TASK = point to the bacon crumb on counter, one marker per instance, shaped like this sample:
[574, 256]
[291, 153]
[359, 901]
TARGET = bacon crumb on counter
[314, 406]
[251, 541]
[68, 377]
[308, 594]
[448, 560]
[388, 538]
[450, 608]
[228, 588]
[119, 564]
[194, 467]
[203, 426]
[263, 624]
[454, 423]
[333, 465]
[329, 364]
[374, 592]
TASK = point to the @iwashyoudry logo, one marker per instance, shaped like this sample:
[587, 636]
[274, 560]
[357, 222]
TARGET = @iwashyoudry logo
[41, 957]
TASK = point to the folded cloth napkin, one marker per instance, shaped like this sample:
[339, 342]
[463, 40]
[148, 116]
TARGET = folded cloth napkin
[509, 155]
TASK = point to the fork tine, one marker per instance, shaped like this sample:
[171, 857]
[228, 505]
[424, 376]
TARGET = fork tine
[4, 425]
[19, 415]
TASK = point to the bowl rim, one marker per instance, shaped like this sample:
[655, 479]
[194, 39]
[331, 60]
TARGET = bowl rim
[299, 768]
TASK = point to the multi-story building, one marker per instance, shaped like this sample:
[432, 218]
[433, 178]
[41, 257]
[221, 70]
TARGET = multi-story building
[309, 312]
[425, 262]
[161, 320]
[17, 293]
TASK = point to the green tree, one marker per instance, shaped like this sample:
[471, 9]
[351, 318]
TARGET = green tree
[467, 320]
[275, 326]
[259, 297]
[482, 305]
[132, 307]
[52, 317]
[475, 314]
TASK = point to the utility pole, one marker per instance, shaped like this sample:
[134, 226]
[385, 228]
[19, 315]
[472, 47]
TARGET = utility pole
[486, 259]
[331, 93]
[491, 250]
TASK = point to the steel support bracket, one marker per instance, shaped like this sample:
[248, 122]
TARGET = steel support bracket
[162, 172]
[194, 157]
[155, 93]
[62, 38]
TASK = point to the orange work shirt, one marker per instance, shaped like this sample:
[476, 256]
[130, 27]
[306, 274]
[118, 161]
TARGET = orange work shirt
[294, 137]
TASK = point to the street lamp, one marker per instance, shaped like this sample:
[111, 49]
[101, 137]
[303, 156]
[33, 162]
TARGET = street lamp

= What you need to do =
Give the complete material back, word for word.

= Exercise response =
TASK = point to the bacon crumb on counter, one marker per instance, shaped like this sample:
[574, 256]
[291, 153]
[359, 901]
TARGET = bacon crumb on counter
[314, 406]
[251, 541]
[68, 377]
[308, 594]
[448, 560]
[388, 538]
[450, 608]
[228, 588]
[119, 564]
[194, 467]
[203, 426]
[263, 624]
[454, 423]
[333, 465]
[329, 364]
[374, 592]
TASK = point to the @iwashyoudry logo, one marker per instance, shaped like this sample:
[587, 636]
[274, 560]
[357, 222]
TARGET = @iwashyoudry logo
[41, 957]
TASK = point to the folded cloth napkin, one marker per instance, shaped like this sample:
[339, 342]
[463, 40]
[148, 116]
TARGET = folded cloth napkin
[509, 155]
TASK = point to the fork tine, one marker per instance, shaped like this sample:
[171, 857]
[228, 505]
[424, 376]
TARGET = fork tine
[4, 425]
[19, 415]
TASK = point to the bowl rim, one marker per instance, shaped like this sample:
[655, 479]
[194, 39]
[331, 60]
TARGET = bowl rim
[299, 768]
TASK = point to the multi-story building, one marker per instance, shaped like this sample:
[432, 218]
[433, 178]
[41, 257]
[221, 70]
TARGET = multi-story building
[309, 312]
[425, 262]
[161, 320]
[17, 293]
TASK = point to the green tree, one marker per instance, shaped like this sample:
[471, 9]
[351, 318]
TARGET = green tree
[467, 320]
[275, 326]
[259, 297]
[482, 305]
[132, 307]
[52, 317]
[475, 314]
TASK = point to the utility pole, one marker per instance, shaped like this sample:
[134, 226]
[385, 228]
[19, 315]
[472, 47]
TARGET = utility pole
[486, 259]
[331, 93]
[491, 250]
TASK = point to the steel support bracket, one marker per instance, shaped like this sample:
[248, 122]
TARGET = steel support bracket
[162, 172]
[194, 157]
[155, 93]
[62, 38]
TASK = point to the orange work shirt, one marker per instance, shaped like this sample:
[476, 256]
[130, 27]
[306, 274]
[118, 161]
TARGET = orange work shirt
[294, 137]
TASK = point to the street lamp, one marker per instance, shaped like this sample:
[111, 49]
[101, 137]
[303, 156]
[33, 162]
TARGET = street lamp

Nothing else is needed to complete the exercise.